To be done:
1. Reproduce the part of the instruction scheduler issue between "create graph of" and "not require delay-slots.", inclusive.
2. Decide whether each statement agrees with the instruction scheduler issue. Give yes or no for each, with the deciding words from the issue quoted exactly.
(a) The goal is to reorder instructions across several basic blocks.
(b) Up to 4 memory load-requests may be queued per TMU.
(c) nomaddo is trying to implement list scheduling.

Add instruction scheduler #19

doe300 · 2017-12-14T11:42:08Z

Not sure how to implement this, but here a few notes on an instruction scheduler:

Goal

Reorder instructions within a basic block to utilize the delay introduced by certain operations by inserting meaningful instructions minimizing the number of cycles spent waiting (via nop or on periphery registers).

Target features

remove delays introduced by accessing periphery (waiting on SFU/TMU/VPM)
remove delay introduced by read-after-write of physical register
allow queueing up to 4 memory load-requests per TMU and balance load on both TMUs (see Speed-up memory access #15 )
re-order instructions to maximize the possible candidates for instruction-combinations without violating the above distances

Implementation

create graph of dependencies between instructions
dependencies have weight determining the minimum distance between the two instructions to not require delay-slots.

See also the Wikipedia.

The text was updated successfully, but these errors were encountered:

nomaddo · 2017-12-14T19:59:47Z

Can you assign me to the issue?
Now I am trying to implement list scheduling. The algorithm is as follows:

Preparation: create DAG (Dependency Graph)

Stored data:
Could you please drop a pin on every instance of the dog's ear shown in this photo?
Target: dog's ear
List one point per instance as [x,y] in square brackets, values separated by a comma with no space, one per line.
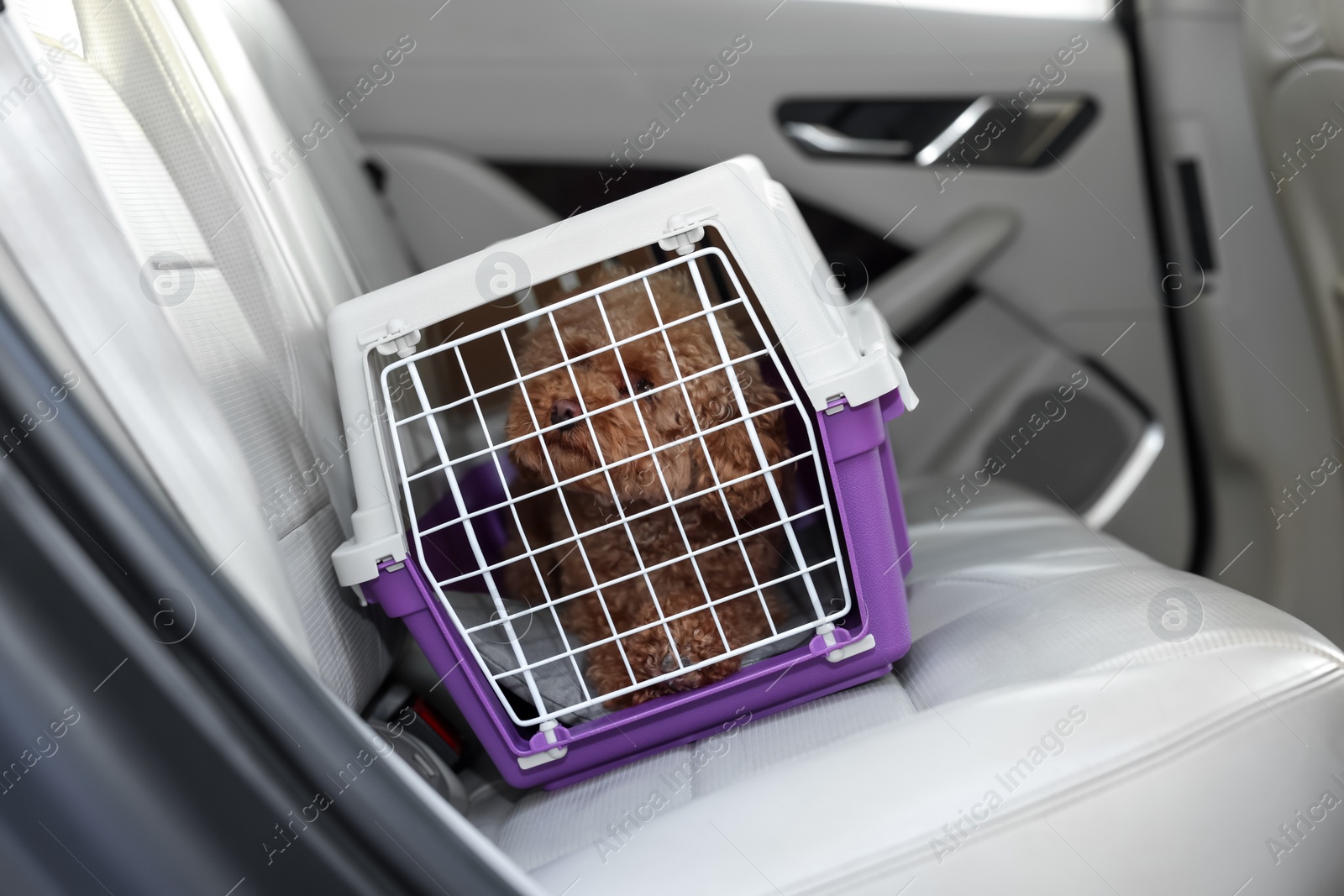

Solutions in order:
1.
create graph of dependencies between instructions
dependencies have weight determining the minimum distance between the two instructions to not require delay-slots.

2.
(a) No: "Reorder instructions within a basic block"
(b) Yes: "allow queueing up to 4 memory load-requests per TMU"
(c) Yes: "Now I am trying to implement list scheduling."